- _TO BE DONE_
Write out exactly the lines from the one with "of the eyebrow" through the last line. Pictures stay out.

[Image location labeling entries]
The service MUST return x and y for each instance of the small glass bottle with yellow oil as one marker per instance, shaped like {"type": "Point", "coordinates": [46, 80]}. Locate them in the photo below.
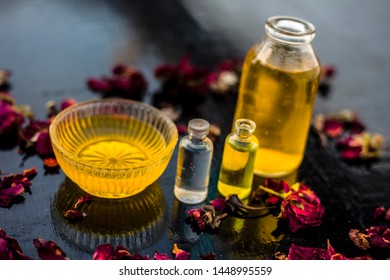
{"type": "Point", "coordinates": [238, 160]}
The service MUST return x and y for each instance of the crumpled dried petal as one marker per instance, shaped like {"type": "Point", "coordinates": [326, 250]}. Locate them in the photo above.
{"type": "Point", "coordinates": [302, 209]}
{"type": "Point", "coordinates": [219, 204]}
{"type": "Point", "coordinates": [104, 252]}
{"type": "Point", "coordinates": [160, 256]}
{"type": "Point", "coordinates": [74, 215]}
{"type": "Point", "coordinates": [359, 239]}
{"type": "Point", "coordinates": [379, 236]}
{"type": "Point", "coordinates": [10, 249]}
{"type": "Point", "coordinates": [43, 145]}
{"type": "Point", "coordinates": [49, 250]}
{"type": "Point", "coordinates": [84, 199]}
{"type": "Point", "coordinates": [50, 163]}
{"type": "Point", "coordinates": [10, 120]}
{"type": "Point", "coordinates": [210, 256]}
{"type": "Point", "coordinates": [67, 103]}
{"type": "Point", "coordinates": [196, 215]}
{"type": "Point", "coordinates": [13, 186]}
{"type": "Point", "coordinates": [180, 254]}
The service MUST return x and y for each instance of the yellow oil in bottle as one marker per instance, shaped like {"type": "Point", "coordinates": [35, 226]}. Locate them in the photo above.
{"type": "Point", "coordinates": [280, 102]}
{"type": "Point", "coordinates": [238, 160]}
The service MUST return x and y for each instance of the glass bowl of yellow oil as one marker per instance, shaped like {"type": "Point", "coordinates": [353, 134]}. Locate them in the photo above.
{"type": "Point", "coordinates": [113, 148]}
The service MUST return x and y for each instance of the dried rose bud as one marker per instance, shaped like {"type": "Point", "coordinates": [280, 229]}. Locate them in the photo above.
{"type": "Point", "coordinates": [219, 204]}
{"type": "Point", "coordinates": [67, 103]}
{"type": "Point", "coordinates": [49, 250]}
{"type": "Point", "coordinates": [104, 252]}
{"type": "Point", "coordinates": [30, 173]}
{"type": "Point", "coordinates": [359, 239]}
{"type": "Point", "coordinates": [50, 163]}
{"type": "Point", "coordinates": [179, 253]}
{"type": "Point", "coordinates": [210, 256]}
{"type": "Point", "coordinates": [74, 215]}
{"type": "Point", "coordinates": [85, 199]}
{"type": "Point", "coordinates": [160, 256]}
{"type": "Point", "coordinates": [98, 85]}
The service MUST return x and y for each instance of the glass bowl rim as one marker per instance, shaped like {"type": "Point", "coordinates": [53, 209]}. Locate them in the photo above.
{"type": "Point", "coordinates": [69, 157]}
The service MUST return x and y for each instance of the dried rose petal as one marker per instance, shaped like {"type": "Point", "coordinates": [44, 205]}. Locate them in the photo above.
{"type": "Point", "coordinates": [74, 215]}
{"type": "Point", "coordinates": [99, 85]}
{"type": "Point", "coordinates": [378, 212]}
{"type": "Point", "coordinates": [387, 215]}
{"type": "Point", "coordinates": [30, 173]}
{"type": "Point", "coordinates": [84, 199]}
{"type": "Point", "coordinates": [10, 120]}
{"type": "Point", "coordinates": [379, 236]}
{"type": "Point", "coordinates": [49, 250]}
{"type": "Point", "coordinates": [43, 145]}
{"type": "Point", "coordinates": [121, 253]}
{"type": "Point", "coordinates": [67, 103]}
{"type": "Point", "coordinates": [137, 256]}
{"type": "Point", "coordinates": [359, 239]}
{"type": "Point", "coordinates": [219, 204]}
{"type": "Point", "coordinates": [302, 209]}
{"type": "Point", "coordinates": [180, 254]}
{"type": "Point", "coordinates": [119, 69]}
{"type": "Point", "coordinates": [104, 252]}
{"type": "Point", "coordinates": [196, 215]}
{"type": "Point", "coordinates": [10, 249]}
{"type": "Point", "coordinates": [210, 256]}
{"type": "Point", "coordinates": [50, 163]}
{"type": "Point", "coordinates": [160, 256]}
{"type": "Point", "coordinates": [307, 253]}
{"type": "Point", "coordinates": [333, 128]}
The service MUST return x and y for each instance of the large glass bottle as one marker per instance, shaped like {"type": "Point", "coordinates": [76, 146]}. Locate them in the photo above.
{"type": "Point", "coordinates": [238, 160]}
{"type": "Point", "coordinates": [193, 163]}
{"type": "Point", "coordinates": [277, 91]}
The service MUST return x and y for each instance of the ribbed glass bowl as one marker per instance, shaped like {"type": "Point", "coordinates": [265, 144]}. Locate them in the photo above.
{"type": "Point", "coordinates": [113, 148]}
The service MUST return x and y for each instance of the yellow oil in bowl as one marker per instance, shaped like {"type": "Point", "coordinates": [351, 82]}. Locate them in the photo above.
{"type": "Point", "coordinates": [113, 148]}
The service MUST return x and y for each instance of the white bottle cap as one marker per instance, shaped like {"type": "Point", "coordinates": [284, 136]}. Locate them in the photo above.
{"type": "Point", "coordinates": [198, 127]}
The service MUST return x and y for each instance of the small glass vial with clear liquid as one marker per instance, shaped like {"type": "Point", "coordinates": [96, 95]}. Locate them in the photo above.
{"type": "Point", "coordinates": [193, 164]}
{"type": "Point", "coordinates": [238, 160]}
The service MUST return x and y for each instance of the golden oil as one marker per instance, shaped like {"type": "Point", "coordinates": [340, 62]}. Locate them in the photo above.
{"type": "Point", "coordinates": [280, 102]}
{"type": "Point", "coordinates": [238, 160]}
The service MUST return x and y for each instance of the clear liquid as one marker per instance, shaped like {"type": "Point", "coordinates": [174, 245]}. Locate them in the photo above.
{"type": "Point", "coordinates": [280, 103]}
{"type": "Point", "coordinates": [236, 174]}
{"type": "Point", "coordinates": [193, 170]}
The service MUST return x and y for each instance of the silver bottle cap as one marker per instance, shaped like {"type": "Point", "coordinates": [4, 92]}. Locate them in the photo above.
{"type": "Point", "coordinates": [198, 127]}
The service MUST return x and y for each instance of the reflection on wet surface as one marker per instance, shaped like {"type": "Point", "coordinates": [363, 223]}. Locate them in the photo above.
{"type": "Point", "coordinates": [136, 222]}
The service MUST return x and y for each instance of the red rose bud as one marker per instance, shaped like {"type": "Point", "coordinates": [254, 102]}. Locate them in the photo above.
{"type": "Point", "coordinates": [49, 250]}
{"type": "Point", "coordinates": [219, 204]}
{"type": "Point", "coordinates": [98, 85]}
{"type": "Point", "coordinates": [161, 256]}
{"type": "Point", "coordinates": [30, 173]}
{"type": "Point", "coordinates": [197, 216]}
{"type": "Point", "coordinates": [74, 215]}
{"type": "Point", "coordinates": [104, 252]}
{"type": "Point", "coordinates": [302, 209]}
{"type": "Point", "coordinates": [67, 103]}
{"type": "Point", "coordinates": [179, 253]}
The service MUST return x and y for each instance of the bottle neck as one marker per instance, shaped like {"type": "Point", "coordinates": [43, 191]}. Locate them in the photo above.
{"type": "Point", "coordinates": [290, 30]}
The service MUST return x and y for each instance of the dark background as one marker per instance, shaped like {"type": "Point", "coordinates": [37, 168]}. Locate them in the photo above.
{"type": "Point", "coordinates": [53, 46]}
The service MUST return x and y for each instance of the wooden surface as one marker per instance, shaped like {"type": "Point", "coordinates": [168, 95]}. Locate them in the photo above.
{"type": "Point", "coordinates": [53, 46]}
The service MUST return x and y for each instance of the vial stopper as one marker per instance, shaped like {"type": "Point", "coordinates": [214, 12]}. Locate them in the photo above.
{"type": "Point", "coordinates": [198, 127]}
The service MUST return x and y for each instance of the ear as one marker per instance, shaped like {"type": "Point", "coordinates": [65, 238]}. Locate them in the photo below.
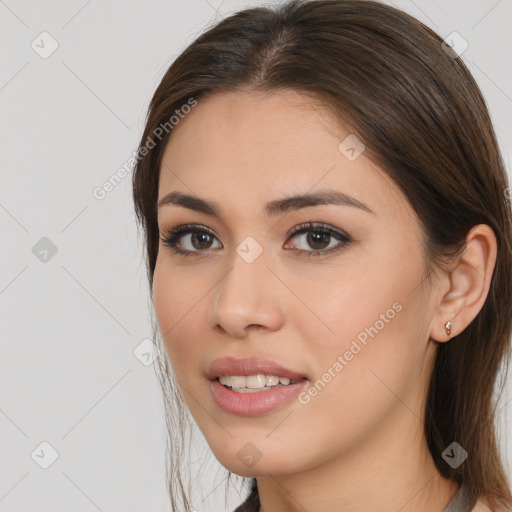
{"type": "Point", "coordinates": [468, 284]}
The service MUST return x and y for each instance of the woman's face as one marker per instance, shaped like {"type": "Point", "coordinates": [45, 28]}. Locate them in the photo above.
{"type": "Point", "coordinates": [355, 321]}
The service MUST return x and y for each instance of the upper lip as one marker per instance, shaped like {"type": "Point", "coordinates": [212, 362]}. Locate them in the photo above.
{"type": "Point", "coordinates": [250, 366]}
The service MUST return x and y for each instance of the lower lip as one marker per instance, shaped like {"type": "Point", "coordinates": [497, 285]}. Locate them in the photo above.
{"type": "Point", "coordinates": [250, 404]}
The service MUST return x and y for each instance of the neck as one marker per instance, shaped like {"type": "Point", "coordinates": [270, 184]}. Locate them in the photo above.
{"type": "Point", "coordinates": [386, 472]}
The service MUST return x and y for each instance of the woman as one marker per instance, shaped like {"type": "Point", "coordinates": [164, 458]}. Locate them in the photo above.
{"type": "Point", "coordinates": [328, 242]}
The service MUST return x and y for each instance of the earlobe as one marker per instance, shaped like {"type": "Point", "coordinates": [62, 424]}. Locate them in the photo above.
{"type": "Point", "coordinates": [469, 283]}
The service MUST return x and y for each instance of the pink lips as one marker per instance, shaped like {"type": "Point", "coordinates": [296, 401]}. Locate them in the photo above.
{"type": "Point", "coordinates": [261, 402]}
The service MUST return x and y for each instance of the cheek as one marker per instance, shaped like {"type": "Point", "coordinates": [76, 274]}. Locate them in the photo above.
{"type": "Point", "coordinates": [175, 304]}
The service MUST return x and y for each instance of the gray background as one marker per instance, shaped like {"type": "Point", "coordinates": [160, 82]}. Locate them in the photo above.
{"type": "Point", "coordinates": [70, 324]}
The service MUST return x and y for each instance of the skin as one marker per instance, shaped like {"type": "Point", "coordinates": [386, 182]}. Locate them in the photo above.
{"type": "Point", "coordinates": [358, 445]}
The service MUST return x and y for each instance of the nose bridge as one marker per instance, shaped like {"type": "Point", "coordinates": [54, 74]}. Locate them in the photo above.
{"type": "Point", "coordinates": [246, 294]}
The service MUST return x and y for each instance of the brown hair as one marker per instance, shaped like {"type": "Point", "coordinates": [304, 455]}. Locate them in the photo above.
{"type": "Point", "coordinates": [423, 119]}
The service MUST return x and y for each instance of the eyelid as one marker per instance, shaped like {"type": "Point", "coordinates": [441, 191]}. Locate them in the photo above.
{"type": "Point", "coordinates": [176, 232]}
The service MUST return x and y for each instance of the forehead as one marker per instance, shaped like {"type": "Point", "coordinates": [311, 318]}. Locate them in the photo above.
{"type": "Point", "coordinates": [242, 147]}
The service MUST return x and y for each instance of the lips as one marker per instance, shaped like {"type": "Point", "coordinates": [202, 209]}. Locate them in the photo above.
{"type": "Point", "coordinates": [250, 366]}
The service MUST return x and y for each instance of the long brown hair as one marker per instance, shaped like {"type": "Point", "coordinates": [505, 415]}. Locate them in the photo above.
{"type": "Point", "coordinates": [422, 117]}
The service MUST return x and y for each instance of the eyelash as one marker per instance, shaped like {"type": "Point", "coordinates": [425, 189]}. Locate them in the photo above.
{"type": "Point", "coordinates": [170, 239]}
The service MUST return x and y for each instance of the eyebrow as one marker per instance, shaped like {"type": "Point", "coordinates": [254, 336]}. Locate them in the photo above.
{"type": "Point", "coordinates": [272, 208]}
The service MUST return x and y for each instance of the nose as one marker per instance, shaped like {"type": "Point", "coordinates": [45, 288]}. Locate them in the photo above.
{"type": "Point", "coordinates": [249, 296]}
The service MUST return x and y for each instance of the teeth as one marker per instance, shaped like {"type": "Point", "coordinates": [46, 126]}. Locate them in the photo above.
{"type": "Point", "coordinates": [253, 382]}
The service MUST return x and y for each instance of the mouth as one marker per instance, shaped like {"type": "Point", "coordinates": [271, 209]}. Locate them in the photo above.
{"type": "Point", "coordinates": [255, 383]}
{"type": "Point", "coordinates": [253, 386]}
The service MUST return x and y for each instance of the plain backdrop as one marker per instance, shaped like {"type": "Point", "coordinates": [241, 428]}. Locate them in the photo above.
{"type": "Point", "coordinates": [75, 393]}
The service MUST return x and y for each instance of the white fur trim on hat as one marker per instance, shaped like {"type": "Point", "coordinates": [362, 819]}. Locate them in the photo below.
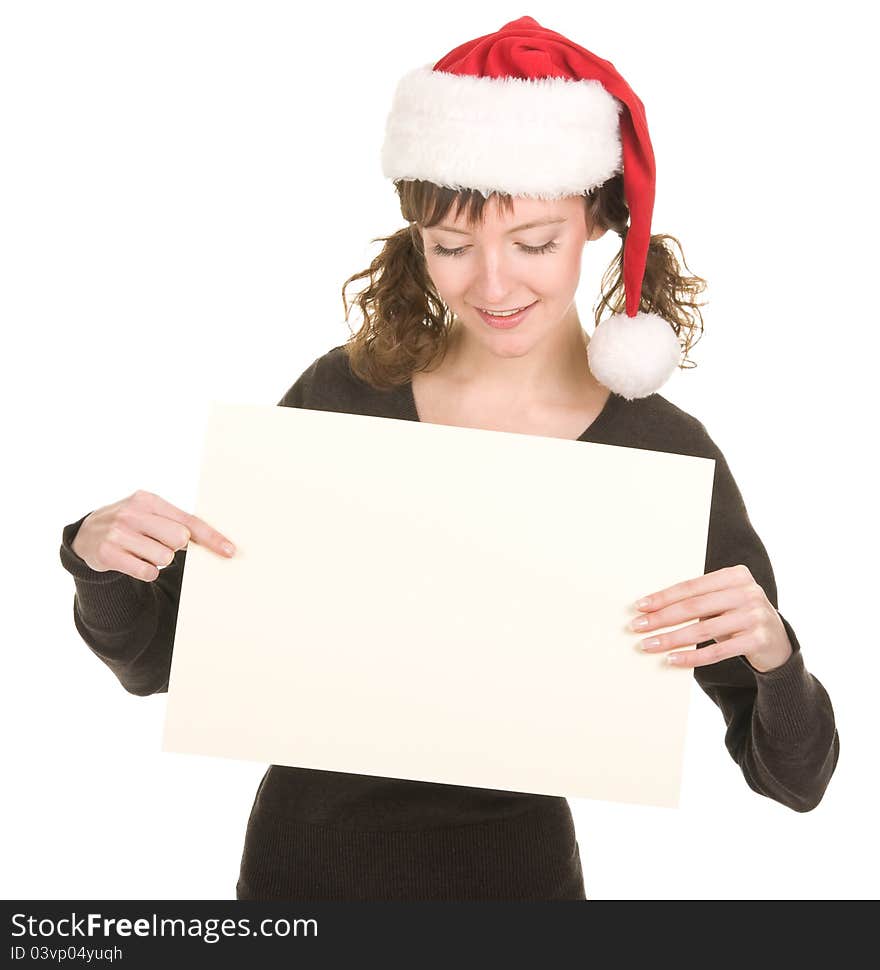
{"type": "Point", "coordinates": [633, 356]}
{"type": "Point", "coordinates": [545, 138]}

- _OUTPUT_
The service MUST return x and y for each instance of the eyebrow as one marker per instance, shaped like {"type": "Point", "coordinates": [254, 336]}. Locate them in the photo above.
{"type": "Point", "coordinates": [272, 208]}
The service MUST return x and y for each instance of the nose as one marker per instance, shaped like {"type": "Point", "coordinates": [45, 288]}. Locate them in the photo above.
{"type": "Point", "coordinates": [249, 296]}
The service MUST return x and y for each instance of the teeth as one marker per instance, shaped like {"type": "Point", "coordinates": [46, 126]}. Locate them in the photo above.
{"type": "Point", "coordinates": [253, 382]}
The service MUST return x and y for each instance of the mouth as one marker per instance, shaped like {"type": "Point", "coordinates": [271, 209]}. Locate them in the photo above.
{"type": "Point", "coordinates": [255, 383]}
{"type": "Point", "coordinates": [253, 386]}
The service MUST return x and y for each instance of the plain backdrop as one marker per instance, shaped like {"type": "Point", "coordinates": [241, 428]}. Locate them in the photo above.
{"type": "Point", "coordinates": [75, 393]}
The service MUST return x and y for each instance of the white fur trim on hat as one marker per instance, shaped like {"type": "Point", "coordinates": [362, 819]}. Locate them in the photo below.
{"type": "Point", "coordinates": [633, 356]}
{"type": "Point", "coordinates": [545, 138]}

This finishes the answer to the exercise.